AUFGABE
Ordne die Zeilen aller Datensätze unten als nummerierte Liste an und lass Leerzeilen dabei weg. Die Bilder sollen in der Antwort nicht erscheinen.

EINGABEDATEN
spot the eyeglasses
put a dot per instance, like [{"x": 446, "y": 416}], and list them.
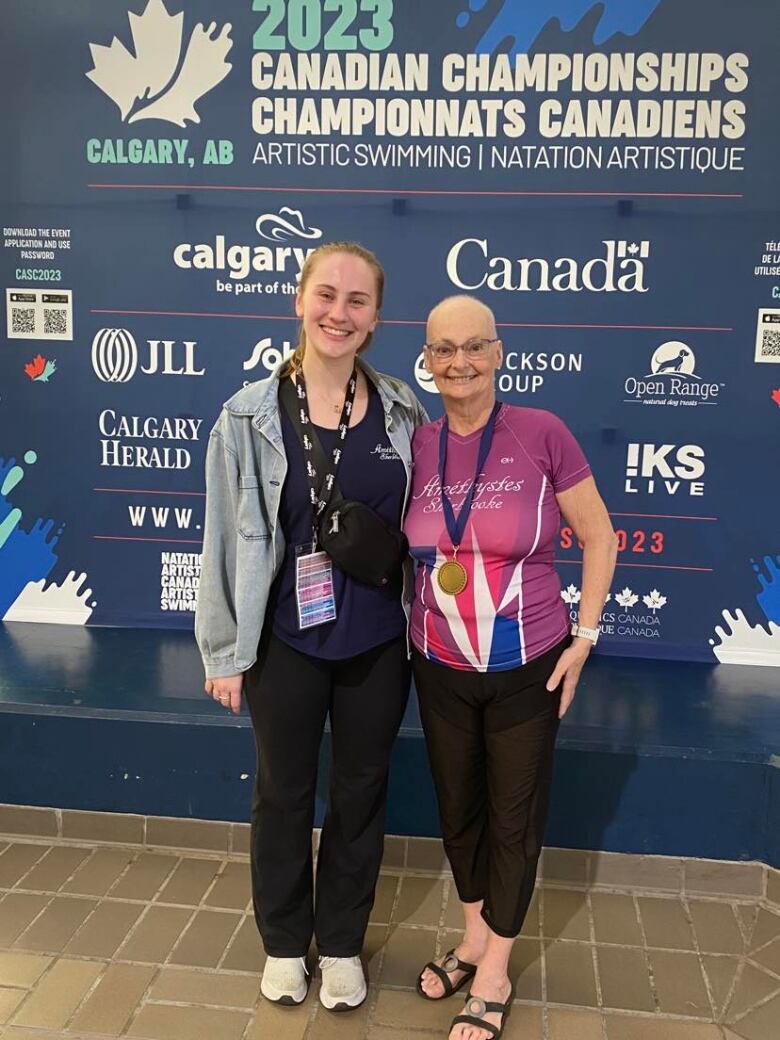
[{"x": 475, "y": 349}]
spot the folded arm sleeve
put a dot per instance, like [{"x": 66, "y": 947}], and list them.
[{"x": 215, "y": 615}]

ANTWORT
1. spot the eyeglasses
2. put a dot per instance, like [{"x": 446, "y": 416}], and list them.
3. [{"x": 475, "y": 349}]
4. spot the folded arm sleeve
5. put a dot per instance, like [{"x": 66, "y": 947}], and list them.
6. [{"x": 215, "y": 615}]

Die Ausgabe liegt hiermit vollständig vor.